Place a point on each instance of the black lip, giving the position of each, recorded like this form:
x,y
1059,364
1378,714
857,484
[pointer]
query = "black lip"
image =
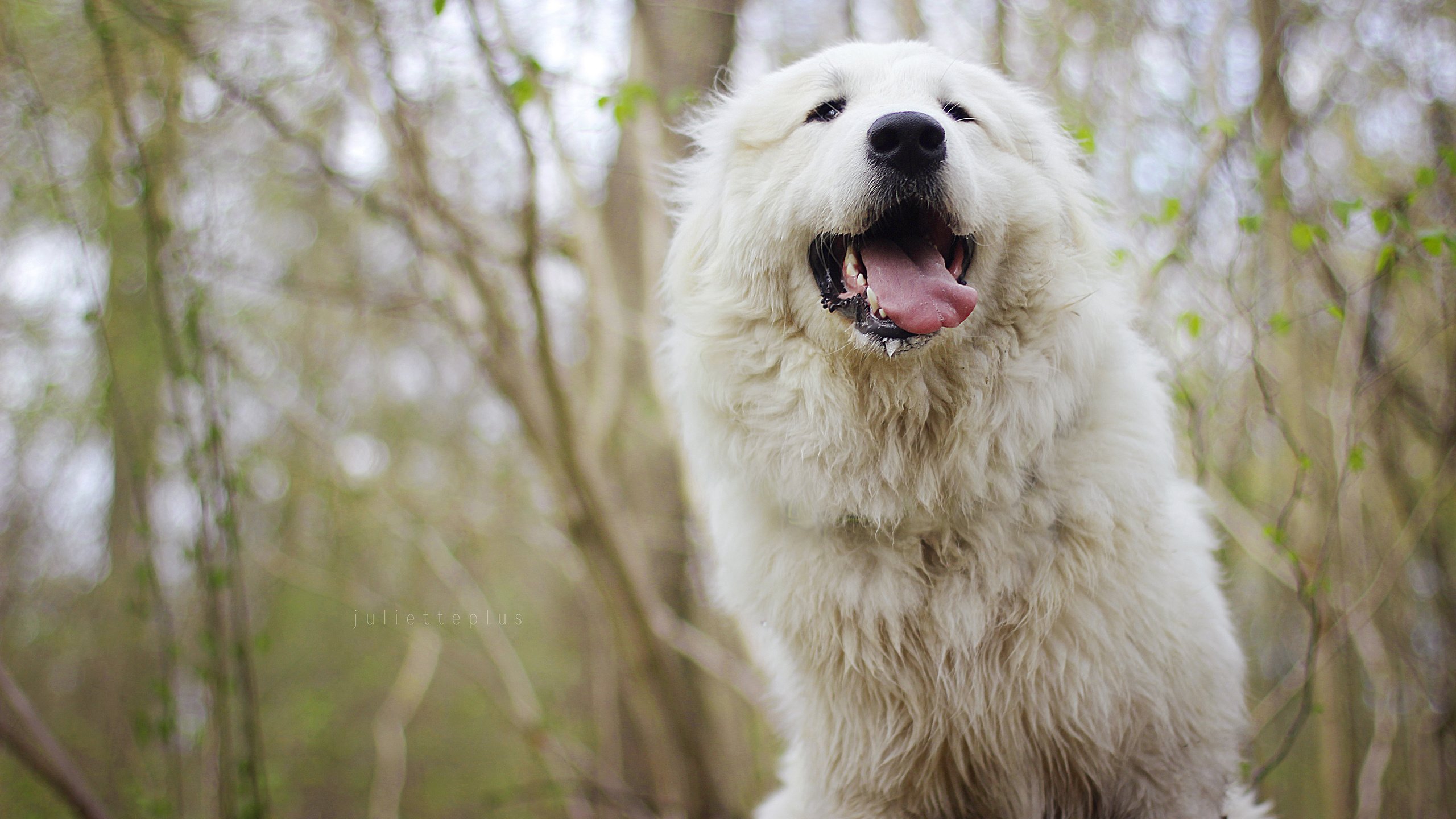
□ □ □ □
# [Что нужно сделать]
Повтори все приведённые выше данные строка в строку, ничего не меняя, но картинки в ответ не включай.

# [Результат задания]
Place a point on each instance of the black lip, giving the position of each, recorded like this form:
x,y
1059,364
1378,714
857,484
[pointer]
query = "black lip"
image =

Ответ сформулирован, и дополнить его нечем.